(Information shown)

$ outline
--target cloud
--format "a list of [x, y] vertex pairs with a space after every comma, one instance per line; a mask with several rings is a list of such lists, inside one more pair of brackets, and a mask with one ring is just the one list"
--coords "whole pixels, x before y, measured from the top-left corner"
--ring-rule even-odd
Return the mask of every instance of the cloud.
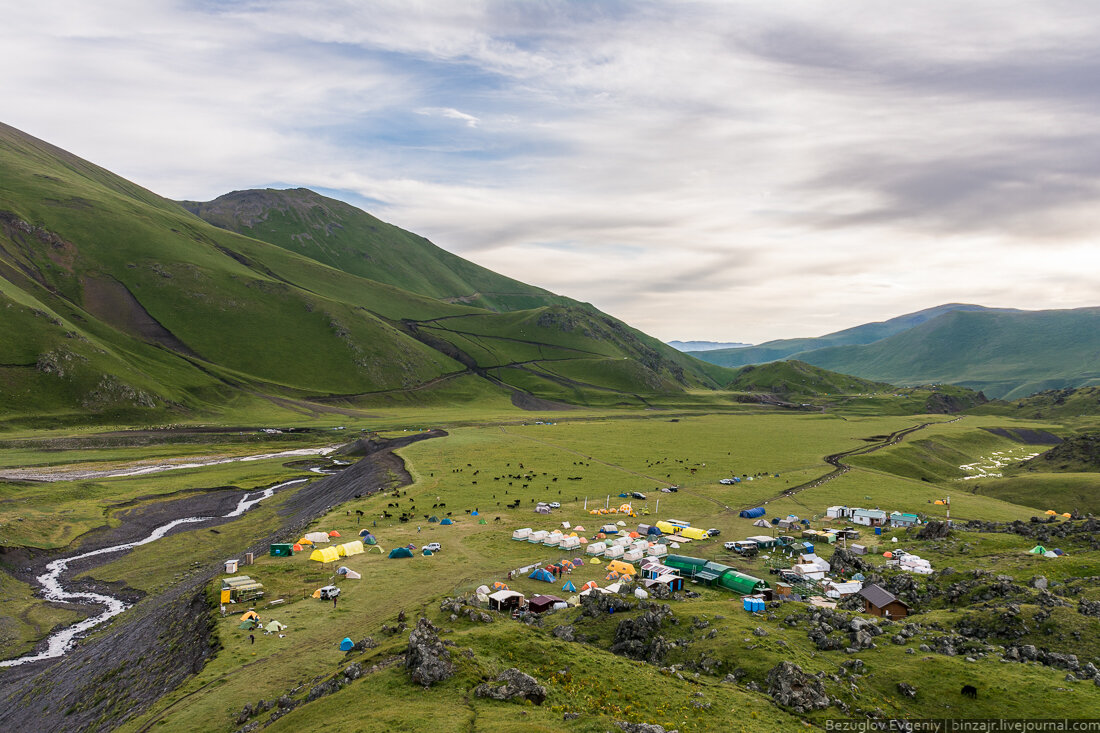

(End Information shown)

## The problem
Your answer must be the lines from the first line of the entries above through the line that contains "--ring-rule even-odd", written out exactly.

## Written reply
$ outline
--target cloud
--format "a list of [x, y] vertex pairs with a space after every comma, one instance per line; a mask with several rings is a list of such lists, inside one more pair of brackets, and a mask with one ring is just the one list"
--coords "whole pixels, x before y, measured from the top-left corner"
--ring-rule even-odd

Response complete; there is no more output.